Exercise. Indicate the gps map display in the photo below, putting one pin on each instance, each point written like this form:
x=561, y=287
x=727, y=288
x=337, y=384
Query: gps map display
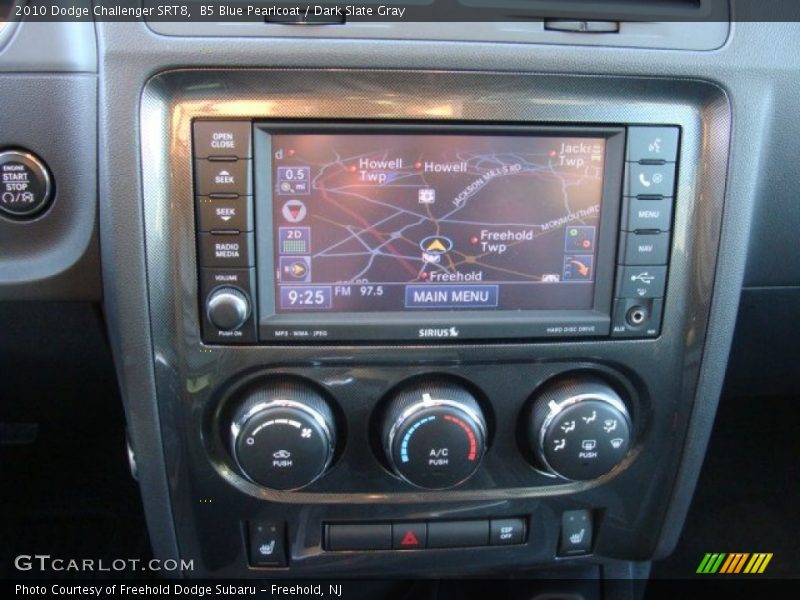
x=419, y=222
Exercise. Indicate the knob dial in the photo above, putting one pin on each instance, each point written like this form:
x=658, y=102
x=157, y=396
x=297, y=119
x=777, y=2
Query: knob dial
x=283, y=436
x=228, y=308
x=434, y=435
x=579, y=428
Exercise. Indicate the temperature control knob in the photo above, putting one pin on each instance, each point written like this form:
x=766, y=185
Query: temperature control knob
x=282, y=436
x=228, y=308
x=434, y=435
x=579, y=428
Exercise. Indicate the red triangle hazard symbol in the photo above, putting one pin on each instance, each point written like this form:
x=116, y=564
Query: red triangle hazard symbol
x=409, y=539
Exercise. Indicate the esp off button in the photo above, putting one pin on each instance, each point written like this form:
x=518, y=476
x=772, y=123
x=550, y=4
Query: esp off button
x=26, y=187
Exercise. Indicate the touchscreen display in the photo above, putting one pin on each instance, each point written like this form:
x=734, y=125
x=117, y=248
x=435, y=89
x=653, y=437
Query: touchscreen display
x=435, y=222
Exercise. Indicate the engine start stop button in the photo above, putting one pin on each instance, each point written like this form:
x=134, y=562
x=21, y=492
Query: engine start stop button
x=26, y=187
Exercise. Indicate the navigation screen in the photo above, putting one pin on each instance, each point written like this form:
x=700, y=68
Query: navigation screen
x=418, y=222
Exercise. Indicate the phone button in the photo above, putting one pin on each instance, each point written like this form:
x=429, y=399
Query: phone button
x=650, y=180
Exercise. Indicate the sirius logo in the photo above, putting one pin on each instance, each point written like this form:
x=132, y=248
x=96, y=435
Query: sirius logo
x=451, y=332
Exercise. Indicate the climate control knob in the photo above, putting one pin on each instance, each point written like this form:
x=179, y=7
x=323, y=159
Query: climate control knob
x=434, y=434
x=282, y=436
x=228, y=308
x=579, y=428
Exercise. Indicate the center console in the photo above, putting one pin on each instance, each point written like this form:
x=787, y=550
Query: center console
x=404, y=320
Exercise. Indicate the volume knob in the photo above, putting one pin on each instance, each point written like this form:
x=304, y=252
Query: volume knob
x=228, y=308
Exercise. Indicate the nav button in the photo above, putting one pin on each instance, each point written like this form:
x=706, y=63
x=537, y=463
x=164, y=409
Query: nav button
x=644, y=248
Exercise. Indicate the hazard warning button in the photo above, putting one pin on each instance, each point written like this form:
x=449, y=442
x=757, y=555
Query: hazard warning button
x=409, y=536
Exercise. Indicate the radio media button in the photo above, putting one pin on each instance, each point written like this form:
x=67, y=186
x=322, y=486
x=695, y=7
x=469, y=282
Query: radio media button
x=652, y=143
x=650, y=180
x=233, y=214
x=641, y=282
x=641, y=214
x=222, y=177
x=222, y=139
x=644, y=248
x=226, y=250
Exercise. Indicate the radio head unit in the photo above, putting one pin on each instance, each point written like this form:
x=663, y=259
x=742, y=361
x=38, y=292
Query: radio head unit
x=428, y=232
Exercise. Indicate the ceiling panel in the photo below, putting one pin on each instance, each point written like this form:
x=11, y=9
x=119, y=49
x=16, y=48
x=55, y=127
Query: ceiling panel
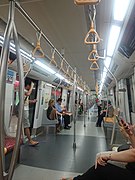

☆ ☆ ☆ ☆

- TASK REQUIREMENTS
Convert the lines of the listing from the line holding "Exercise. Indicate the hazard" through the line holding "x=226, y=250", inclusive, into a Markdown table with a Row column for the row number and a Line column for the line itself, leaving out blank lines.

- ANSWER IN FULL
| Row | Line |
|---|---|
| 1 | Exercise. Indicate the hazard warning button in the photo above, putting one pin on each instance, each point written like this form: |
| 2 | x=449, y=442 |
| 3 | x=757, y=555 |
| 4 | Query: hazard warning button |
| 5 | x=409, y=536 |
| 6 | Exercise. Indicate the radio media button in the photo above, putting one pin on each instance, each point written like this form: |
| 7 | x=67, y=186 |
| 8 | x=322, y=486 |
| 9 | x=695, y=7 |
| 10 | x=469, y=282 |
| 11 | Query: radio media button |
| 12 | x=652, y=143 |
| 13 | x=650, y=180 |
| 14 | x=233, y=214 |
| 15 | x=641, y=282 |
| 16 | x=641, y=214 |
| 17 | x=222, y=177 |
| 18 | x=222, y=139 |
| 19 | x=644, y=248 |
| 20 | x=226, y=250 |